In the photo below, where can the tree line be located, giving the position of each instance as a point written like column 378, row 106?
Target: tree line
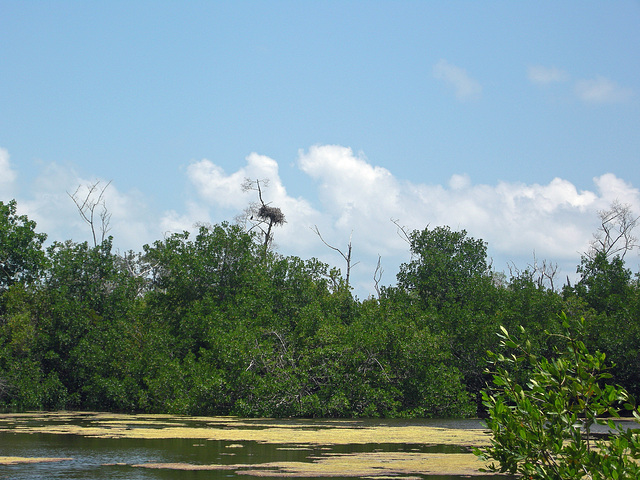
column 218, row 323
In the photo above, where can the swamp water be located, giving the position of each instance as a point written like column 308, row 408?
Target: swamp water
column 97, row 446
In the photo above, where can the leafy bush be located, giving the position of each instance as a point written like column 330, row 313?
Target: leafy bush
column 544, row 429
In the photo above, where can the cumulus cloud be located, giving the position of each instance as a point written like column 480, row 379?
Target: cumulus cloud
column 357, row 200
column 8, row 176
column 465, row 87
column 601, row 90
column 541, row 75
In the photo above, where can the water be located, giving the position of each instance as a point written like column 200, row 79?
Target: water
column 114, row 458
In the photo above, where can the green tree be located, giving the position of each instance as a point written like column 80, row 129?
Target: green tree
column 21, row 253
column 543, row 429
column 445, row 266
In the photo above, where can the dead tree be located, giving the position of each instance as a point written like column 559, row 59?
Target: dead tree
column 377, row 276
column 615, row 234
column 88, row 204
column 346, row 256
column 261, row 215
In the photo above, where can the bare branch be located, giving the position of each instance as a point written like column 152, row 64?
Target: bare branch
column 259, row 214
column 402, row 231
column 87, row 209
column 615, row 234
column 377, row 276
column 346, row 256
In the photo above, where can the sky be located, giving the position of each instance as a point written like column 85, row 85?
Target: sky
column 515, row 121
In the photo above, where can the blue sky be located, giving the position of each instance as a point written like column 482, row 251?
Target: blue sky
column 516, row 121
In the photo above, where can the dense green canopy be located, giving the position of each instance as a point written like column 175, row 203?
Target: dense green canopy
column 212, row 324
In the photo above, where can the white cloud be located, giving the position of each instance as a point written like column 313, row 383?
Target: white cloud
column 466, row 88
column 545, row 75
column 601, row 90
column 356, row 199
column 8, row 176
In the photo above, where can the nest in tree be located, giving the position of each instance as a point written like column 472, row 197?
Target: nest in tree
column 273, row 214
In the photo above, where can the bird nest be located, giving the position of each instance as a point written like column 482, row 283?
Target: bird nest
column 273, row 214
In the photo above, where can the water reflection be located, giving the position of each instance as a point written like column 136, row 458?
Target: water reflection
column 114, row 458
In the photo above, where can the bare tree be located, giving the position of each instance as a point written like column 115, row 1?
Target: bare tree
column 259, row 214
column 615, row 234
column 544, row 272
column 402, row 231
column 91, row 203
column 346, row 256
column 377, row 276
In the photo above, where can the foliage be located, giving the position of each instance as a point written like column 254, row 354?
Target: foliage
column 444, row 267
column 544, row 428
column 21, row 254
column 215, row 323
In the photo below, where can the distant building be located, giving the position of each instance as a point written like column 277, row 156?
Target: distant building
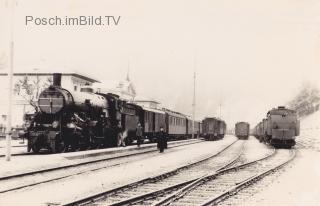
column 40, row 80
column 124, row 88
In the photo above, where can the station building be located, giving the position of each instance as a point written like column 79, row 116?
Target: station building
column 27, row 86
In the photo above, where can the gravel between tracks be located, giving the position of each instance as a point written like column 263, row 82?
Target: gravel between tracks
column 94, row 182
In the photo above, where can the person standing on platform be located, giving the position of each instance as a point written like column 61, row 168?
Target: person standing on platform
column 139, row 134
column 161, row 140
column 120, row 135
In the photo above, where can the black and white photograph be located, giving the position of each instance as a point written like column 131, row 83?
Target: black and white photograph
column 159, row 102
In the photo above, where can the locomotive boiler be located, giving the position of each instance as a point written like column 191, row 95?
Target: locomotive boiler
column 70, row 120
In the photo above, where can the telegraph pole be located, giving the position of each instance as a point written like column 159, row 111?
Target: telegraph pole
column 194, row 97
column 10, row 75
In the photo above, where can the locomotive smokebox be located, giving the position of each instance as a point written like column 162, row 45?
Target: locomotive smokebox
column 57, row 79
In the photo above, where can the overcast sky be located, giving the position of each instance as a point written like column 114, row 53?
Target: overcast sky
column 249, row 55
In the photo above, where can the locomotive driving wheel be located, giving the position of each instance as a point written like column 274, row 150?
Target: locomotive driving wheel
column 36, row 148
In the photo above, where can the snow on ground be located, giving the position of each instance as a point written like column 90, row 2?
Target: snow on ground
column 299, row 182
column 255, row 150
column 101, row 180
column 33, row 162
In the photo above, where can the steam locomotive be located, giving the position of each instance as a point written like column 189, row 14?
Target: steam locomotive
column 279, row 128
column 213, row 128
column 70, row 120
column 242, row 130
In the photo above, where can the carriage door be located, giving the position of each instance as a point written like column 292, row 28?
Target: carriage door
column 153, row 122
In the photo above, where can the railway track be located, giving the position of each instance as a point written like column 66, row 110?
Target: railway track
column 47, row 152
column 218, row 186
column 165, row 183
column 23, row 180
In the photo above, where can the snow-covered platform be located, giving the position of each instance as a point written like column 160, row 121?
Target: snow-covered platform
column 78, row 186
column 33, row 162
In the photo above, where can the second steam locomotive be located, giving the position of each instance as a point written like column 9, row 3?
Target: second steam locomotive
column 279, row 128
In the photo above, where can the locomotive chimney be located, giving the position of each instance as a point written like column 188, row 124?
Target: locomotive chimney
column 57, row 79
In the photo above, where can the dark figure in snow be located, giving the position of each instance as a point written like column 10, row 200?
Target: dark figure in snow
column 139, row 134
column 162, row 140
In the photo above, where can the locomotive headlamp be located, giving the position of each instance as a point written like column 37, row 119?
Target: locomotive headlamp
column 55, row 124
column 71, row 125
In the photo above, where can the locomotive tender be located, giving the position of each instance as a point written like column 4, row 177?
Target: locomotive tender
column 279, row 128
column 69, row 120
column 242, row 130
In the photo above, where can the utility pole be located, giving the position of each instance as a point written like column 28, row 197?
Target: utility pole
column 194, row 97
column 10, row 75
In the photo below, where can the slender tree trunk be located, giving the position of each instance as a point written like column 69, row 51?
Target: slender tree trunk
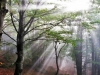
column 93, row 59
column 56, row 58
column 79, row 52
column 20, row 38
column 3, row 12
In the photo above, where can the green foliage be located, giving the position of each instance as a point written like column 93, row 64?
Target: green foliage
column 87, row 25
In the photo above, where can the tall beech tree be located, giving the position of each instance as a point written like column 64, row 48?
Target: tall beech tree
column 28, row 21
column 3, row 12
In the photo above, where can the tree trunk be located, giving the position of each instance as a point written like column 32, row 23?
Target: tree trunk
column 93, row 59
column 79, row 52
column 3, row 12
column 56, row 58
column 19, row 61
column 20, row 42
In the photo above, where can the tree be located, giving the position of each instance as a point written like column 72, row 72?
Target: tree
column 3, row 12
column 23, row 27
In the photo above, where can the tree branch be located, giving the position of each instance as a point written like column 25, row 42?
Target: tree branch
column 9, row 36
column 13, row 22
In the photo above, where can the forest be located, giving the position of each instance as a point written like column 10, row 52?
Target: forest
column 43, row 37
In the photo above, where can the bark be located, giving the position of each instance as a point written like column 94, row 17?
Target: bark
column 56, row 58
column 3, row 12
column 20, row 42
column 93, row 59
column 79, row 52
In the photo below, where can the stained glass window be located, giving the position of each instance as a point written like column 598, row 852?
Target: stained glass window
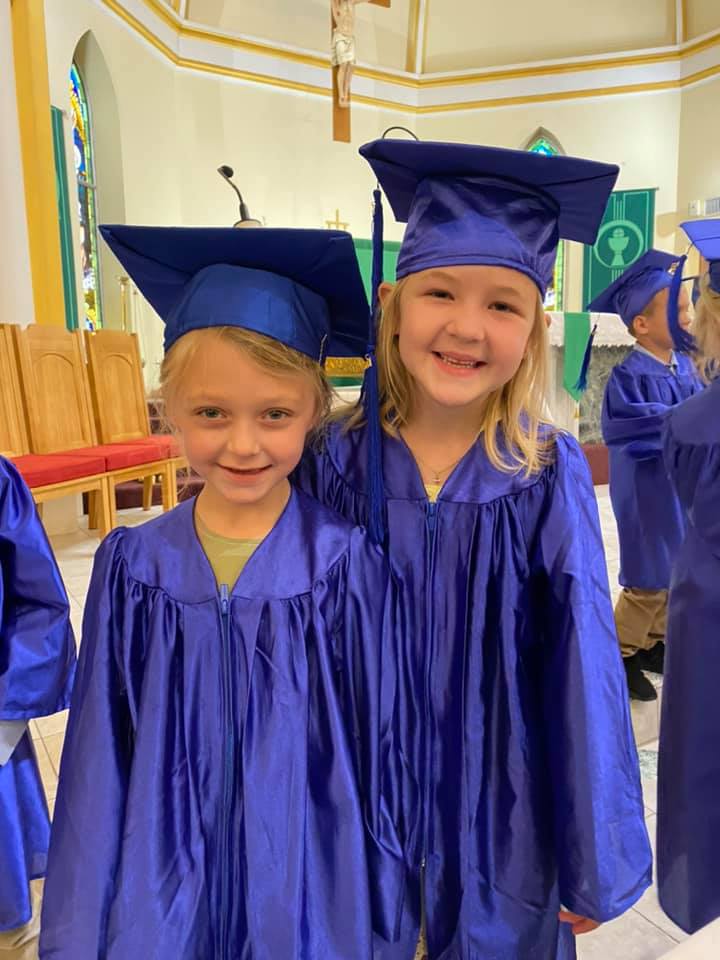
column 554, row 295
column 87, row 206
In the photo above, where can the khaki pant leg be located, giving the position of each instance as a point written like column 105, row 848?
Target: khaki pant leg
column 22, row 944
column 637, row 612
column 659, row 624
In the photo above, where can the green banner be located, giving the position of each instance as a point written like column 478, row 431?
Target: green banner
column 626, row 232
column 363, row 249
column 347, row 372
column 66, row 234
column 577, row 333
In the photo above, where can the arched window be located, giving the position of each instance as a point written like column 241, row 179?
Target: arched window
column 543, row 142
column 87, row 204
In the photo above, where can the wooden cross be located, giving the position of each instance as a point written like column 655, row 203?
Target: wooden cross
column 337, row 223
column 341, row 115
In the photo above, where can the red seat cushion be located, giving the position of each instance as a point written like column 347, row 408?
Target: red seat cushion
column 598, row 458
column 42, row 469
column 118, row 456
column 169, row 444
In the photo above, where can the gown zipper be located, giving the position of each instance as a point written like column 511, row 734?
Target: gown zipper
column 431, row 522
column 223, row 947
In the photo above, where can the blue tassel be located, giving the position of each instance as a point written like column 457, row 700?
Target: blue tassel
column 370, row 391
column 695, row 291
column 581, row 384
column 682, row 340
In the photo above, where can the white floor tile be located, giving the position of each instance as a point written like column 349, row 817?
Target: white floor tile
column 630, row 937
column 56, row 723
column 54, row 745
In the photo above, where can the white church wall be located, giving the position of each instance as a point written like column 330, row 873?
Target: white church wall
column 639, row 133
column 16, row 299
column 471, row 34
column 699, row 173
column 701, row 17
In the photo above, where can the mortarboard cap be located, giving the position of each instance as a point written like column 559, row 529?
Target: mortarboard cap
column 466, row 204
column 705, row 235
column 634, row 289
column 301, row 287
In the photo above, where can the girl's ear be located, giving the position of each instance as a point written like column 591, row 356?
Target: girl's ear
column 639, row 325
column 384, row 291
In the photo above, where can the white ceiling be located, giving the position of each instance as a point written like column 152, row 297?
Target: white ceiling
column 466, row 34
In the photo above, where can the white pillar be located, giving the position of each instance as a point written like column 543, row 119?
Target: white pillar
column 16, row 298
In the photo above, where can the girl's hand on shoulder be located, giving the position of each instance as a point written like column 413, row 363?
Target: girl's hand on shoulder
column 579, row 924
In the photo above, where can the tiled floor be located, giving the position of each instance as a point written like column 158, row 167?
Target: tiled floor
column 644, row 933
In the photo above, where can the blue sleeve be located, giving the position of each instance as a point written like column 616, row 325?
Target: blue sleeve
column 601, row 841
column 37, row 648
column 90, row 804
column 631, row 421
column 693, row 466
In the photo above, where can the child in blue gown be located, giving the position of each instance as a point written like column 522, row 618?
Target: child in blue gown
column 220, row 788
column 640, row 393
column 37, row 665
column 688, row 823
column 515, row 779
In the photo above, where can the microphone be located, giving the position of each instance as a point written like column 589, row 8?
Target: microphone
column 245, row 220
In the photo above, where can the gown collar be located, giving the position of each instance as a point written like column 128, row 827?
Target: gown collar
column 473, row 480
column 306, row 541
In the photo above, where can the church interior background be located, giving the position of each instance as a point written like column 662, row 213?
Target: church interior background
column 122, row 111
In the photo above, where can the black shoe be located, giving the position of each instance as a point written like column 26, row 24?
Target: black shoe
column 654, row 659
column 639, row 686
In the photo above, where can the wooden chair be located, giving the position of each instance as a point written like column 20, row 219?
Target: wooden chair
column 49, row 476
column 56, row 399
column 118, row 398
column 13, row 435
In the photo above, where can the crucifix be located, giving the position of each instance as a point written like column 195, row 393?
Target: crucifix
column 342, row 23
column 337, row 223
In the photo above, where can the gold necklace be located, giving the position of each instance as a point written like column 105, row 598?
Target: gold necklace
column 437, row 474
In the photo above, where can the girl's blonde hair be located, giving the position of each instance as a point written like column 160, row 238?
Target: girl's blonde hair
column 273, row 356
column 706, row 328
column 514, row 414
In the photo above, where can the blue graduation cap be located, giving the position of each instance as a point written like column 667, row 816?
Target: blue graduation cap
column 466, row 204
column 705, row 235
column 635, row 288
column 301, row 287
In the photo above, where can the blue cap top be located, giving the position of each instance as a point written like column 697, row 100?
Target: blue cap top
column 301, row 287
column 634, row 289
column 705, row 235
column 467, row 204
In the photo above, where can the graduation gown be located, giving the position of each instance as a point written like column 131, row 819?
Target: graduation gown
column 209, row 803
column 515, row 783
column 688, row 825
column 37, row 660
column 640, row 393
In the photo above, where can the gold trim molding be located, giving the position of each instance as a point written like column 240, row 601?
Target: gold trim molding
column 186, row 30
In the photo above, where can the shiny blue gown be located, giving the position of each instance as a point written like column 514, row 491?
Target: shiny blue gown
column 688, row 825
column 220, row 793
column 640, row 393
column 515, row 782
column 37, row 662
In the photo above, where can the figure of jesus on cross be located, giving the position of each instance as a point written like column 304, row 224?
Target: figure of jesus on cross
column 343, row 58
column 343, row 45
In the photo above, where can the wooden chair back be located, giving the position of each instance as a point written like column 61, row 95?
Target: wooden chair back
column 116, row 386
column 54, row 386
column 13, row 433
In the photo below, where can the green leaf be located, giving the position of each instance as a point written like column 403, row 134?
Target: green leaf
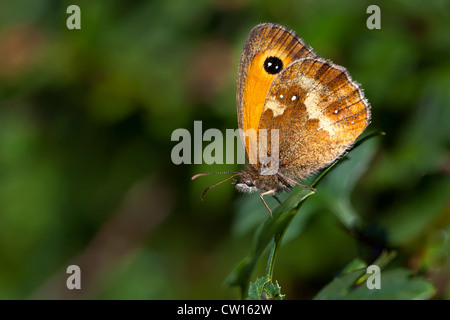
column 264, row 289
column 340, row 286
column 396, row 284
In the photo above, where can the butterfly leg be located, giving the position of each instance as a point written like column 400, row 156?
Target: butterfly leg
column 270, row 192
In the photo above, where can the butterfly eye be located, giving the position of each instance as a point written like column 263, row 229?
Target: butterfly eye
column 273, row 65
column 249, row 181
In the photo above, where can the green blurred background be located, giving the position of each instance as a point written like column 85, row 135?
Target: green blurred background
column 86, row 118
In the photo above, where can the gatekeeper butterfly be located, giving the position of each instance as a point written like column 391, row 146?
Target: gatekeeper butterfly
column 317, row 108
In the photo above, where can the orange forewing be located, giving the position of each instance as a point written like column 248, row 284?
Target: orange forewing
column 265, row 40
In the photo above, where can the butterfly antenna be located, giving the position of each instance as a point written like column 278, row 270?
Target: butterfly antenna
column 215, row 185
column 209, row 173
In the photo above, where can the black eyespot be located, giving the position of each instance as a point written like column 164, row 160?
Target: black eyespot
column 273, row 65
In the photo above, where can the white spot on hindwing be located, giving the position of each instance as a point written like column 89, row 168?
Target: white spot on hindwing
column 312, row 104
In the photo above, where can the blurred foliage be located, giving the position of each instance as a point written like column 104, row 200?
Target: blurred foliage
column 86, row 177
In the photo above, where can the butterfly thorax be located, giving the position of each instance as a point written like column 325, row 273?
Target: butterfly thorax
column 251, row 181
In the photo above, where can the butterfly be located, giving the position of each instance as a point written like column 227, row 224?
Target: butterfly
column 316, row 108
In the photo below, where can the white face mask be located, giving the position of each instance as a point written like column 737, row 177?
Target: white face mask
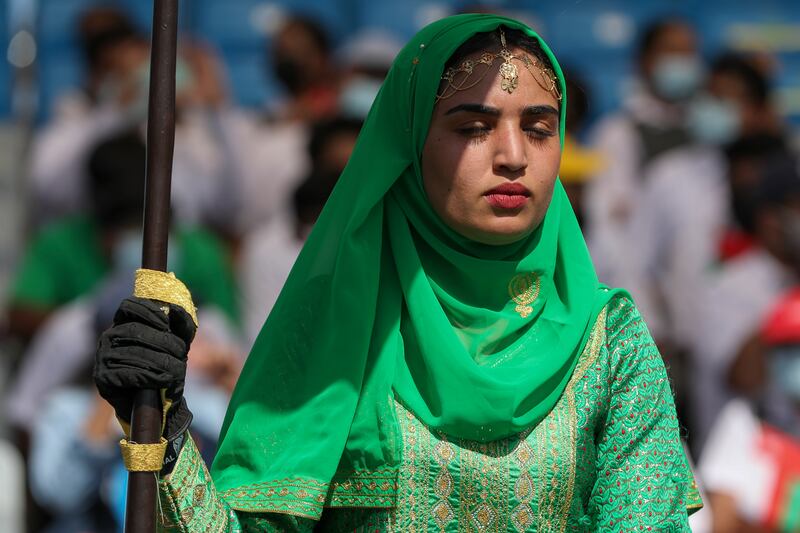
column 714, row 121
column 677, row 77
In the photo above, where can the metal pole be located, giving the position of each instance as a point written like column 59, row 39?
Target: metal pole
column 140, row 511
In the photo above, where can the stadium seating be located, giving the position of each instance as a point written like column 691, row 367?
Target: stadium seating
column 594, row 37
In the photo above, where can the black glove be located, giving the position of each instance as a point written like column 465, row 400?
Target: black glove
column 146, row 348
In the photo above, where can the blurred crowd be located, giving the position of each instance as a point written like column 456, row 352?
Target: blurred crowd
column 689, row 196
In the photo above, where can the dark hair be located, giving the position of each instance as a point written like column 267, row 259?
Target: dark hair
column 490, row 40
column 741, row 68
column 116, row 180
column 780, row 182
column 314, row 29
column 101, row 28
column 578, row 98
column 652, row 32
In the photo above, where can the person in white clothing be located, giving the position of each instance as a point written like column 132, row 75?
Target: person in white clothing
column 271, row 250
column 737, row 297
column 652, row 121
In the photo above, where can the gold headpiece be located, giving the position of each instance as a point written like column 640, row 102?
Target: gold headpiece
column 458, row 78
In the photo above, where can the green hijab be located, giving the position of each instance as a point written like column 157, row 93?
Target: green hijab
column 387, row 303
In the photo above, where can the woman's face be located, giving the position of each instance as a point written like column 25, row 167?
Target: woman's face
******************************
Given request
Print the entries verbatim, from the line containing "In the photo below, where can the distant" up to and including the line containing "column 94, row 182". Omit any pictures.

Full solution
In the photo below, where can the distant building be located, giving the position of each instance as a point written like column 277, row 156?
Target: distant building
column 40, row 80
column 124, row 88
In the photo above, where can the station building be located, giving the position of each instance as a point written like column 79, row 116?
Target: station building
column 27, row 86
In the photo above, where can the gravel between tracks be located, giving the position of each instance as a point written like column 263, row 82?
Target: gravel between tracks
column 94, row 182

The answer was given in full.